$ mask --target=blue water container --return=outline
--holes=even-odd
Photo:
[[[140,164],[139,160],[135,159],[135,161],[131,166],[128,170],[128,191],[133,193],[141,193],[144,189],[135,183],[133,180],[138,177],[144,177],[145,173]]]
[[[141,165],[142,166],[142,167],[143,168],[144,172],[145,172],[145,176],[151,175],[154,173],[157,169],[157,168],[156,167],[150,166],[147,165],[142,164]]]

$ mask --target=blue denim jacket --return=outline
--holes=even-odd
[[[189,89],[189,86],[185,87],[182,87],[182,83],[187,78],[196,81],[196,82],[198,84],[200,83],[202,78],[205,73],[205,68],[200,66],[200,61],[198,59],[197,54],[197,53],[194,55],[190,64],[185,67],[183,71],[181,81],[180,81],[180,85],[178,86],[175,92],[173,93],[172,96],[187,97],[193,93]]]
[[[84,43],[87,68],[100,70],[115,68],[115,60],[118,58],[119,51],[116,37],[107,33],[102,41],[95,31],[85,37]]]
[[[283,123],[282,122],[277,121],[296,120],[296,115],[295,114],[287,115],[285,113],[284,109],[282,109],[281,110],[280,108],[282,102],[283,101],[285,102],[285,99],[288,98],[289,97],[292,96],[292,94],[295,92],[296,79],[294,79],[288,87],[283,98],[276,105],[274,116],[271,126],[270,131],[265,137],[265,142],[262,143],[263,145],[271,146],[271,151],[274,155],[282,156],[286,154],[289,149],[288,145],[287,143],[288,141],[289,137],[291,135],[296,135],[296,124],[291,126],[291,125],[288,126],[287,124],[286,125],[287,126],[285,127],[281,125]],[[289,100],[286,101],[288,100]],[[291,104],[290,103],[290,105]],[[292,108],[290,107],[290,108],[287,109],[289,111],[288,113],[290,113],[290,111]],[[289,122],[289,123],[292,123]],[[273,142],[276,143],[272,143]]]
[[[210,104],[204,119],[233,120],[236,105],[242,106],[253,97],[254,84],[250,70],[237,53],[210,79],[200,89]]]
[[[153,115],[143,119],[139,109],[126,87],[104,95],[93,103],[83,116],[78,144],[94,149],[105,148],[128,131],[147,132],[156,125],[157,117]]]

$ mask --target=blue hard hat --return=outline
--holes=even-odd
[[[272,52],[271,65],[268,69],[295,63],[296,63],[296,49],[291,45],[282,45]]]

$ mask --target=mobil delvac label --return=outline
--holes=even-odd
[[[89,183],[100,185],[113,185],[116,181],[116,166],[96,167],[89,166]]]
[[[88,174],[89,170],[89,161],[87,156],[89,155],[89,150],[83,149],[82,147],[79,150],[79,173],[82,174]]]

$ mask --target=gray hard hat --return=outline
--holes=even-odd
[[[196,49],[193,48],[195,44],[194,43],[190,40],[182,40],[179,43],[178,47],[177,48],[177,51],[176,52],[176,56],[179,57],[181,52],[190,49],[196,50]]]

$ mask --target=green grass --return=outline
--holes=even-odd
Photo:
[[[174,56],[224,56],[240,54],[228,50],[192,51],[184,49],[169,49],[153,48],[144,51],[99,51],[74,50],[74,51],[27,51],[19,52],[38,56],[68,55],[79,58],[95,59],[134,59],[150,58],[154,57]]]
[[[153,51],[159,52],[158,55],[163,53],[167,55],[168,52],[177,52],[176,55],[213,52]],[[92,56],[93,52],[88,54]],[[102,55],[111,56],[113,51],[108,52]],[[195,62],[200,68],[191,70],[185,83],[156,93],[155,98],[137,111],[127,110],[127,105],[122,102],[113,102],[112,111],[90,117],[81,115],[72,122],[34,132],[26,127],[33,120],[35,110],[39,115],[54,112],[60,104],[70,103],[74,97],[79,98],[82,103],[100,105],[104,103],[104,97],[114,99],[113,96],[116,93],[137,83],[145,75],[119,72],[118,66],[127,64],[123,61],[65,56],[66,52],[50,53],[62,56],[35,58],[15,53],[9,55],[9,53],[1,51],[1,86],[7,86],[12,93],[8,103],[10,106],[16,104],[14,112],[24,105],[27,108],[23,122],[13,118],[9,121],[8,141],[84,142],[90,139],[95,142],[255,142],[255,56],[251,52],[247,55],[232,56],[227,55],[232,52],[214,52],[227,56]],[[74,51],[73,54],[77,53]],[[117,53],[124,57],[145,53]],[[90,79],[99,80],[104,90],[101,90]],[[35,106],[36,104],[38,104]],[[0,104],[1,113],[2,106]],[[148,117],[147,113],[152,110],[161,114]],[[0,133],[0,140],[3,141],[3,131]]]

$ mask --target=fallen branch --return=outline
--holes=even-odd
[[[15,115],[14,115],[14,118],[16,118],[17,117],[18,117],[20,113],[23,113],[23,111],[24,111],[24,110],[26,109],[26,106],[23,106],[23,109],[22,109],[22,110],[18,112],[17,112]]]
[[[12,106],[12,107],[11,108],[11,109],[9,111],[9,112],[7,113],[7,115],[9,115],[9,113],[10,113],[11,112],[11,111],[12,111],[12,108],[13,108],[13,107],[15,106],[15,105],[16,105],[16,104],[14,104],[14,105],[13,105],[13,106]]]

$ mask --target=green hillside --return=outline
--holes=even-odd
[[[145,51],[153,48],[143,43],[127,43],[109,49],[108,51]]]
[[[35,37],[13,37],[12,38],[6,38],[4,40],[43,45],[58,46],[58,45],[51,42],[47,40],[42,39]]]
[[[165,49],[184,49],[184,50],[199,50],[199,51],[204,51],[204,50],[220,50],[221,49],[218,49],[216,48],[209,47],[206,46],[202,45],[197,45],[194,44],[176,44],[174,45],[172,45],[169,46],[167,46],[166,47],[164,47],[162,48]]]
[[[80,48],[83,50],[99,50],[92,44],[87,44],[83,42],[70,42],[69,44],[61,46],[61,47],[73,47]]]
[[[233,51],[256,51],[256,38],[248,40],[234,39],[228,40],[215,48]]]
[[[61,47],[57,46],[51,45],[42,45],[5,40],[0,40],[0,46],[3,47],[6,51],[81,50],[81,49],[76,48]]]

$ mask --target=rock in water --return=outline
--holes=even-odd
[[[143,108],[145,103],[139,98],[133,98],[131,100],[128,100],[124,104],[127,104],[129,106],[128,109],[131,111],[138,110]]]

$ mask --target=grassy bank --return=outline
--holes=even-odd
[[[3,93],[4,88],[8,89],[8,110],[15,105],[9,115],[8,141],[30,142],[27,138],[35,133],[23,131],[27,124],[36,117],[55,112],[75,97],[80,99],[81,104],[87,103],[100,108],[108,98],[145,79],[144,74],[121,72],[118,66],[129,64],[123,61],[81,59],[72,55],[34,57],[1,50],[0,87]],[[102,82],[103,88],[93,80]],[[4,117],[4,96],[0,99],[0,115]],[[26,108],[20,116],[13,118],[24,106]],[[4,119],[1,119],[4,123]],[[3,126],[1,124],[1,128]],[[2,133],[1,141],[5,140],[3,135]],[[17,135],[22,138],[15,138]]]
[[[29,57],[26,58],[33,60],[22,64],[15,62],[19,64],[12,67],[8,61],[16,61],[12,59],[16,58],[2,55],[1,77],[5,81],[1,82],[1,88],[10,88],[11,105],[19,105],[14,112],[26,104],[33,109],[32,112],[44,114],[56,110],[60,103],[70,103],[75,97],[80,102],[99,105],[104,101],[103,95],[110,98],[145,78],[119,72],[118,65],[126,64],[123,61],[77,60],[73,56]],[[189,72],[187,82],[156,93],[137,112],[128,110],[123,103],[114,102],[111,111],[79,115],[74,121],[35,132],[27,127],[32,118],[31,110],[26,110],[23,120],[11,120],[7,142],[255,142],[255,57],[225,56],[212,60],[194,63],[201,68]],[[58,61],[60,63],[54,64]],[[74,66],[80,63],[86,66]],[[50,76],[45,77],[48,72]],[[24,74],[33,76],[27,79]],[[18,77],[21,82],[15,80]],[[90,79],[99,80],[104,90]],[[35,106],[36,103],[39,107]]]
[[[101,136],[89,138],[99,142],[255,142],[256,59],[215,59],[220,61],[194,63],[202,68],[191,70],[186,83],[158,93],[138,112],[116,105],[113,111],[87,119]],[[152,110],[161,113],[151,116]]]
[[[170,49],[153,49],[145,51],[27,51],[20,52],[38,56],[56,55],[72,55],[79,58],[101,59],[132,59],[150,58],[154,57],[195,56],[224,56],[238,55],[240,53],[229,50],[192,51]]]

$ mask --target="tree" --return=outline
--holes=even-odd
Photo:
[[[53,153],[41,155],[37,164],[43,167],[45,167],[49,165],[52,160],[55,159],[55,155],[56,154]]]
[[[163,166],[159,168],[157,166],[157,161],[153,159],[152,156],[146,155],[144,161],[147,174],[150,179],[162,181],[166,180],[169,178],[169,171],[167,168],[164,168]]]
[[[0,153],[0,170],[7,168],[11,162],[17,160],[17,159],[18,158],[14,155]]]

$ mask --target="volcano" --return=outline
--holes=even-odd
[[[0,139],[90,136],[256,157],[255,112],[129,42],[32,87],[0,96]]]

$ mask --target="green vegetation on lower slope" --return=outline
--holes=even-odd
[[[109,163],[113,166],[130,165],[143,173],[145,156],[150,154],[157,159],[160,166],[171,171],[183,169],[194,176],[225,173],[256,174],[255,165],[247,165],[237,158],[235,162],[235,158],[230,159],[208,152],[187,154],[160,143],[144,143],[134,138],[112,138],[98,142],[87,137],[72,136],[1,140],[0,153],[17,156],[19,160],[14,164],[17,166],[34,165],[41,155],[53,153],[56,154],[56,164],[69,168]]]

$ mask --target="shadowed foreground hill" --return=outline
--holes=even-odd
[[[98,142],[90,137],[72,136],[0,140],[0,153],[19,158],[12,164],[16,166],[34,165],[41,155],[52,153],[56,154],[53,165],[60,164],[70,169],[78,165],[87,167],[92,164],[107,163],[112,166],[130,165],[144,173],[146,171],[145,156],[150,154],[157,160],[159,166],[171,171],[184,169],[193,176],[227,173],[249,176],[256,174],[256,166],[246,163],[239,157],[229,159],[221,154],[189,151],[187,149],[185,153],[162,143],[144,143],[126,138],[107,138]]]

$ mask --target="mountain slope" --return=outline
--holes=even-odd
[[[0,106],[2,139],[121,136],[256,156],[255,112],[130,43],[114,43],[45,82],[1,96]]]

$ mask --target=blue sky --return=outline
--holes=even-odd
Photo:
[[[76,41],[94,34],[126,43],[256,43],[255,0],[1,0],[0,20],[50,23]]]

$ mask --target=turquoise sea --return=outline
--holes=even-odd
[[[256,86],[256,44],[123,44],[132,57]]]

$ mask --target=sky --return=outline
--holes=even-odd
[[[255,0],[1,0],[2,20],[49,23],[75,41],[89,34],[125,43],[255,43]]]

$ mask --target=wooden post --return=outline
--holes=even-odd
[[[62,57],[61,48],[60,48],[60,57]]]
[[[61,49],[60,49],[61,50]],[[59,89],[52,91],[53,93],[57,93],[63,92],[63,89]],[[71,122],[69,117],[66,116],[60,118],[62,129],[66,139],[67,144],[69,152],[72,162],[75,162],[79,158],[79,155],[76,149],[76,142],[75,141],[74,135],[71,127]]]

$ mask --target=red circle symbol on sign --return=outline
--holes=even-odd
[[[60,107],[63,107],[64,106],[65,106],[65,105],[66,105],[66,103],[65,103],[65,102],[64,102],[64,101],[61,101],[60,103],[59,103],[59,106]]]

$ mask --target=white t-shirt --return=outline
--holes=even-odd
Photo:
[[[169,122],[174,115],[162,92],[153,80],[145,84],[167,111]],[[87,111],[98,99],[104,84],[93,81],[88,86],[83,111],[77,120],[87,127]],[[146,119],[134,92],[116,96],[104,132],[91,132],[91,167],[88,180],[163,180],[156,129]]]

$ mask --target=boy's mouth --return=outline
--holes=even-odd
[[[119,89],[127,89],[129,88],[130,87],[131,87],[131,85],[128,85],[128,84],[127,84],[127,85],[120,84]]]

#####

→ **Task goal**
Can you repeat every line from the one containing "--target=wooden post --return=outline" through the end of the records, inclusive and with the requests kept, but with each polygon outline coordinate raised by 71?

→ **Finished exercise**
$ mask --target=wooden post --return=outline
--holes=even-odd
[[[133,128],[132,119],[131,119],[131,128]]]
[[[132,120],[131,120],[132,121]],[[130,160],[123,162],[124,164],[128,164],[134,163],[134,160]],[[142,193],[140,188],[137,187],[131,189],[133,200],[137,210],[138,215],[140,223],[143,233],[146,233],[150,229],[150,226],[147,220],[147,213],[146,212],[145,206],[142,198]]]

$ mask --target=red circle symbol on sign --return=outline
--holes=even-odd
[[[131,178],[134,178],[135,177],[136,177],[136,176],[137,176],[137,174],[136,174],[136,173],[135,173],[135,172],[132,172],[131,174],[130,174],[130,177]]]

$ mask --target=white t-shirt --return=outline
--holes=even-odd
Photo:
[[[240,193],[245,186],[233,163],[224,151],[216,155],[238,182]],[[158,182],[169,170],[175,155],[164,152],[159,157],[154,182],[148,191],[158,198]],[[217,190],[205,163],[187,167],[175,203],[162,203],[162,238],[159,251],[234,251],[227,200]]]

$ mask --target=boy's mouth --return=outline
--holes=even-odd
[[[190,160],[198,160],[200,159],[201,158],[202,158],[202,156],[199,156],[199,155],[198,155],[198,156],[191,155]]]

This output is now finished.